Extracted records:
*-*-*

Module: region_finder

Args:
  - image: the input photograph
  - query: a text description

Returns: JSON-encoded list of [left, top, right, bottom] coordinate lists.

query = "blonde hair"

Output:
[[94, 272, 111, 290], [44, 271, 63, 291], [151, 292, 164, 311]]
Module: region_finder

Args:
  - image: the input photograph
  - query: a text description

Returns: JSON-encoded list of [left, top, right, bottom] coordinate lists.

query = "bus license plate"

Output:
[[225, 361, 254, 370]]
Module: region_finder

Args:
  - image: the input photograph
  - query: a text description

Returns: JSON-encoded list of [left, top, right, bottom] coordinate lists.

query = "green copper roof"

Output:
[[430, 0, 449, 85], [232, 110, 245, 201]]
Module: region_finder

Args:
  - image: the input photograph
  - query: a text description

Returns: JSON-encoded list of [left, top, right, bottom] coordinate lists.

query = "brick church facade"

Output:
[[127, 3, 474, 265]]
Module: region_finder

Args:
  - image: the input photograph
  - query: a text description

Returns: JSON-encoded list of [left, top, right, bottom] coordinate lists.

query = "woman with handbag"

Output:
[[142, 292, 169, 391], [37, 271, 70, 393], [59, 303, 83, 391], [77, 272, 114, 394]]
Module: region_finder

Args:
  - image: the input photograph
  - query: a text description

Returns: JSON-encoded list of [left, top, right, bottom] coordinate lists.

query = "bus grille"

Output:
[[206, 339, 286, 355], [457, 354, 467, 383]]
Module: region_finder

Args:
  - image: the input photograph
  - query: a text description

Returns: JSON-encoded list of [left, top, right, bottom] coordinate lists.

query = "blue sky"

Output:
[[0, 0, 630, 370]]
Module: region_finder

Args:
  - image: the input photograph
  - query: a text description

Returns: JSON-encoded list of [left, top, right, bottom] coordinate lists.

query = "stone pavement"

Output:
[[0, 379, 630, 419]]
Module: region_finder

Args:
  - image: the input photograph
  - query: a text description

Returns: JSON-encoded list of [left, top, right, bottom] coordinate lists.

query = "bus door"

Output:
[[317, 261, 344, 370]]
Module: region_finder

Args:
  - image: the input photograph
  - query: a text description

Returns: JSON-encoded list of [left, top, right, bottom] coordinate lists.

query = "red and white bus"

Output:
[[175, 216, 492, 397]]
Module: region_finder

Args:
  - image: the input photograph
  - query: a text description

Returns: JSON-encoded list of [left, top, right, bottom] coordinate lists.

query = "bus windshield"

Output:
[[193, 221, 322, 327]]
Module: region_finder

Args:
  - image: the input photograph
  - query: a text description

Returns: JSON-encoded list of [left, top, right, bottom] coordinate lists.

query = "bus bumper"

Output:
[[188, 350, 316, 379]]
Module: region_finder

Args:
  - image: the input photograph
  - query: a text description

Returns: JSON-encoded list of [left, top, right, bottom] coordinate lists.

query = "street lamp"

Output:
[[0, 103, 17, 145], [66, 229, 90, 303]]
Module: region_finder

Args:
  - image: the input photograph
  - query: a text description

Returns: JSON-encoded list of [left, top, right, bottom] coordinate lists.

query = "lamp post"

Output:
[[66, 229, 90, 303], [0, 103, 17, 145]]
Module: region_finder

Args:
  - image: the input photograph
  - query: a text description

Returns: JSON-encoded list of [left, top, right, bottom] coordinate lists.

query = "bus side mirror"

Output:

*-*-*

■ Exercise prompt: Extract the material from its first line through the line that contains "[[127, 3, 474, 265]]", including that line, and reproduce every line in that span without alteration.

■ Finished exercise:
Module: region_finder

Args:
  - image: the input photograph
  - query: a text description

Returns: JSON-encoded list of [left, top, right, bottom] coordinate lists.

query = "blonde hair"

Output:
[[94, 272, 111, 290], [44, 271, 63, 291], [151, 292, 164, 311]]
Module: region_finder

Args:
  - image: the input photograph
  - query: a text description

Returns: JSON-encoded list of [left, top, right, bottom] coordinate lists.

query = "bus license plate"

Output:
[[225, 361, 254, 370]]
Module: region_finder

Args:
  - image: the input photograph
  - query: a text description

Returns: JSON-encoded list of [left, top, right, bottom] coordinate lists.

query = "green copper roof"

Output:
[[430, 0, 449, 85], [232, 110, 245, 201]]
Module: region_finder

Args:
  - image: the input photograph
  - query: a text description

Returns: JSON-encoded list of [left, top, right, bottom] coordinate lists.

query = "brick church facade"

Output:
[[127, 3, 474, 265]]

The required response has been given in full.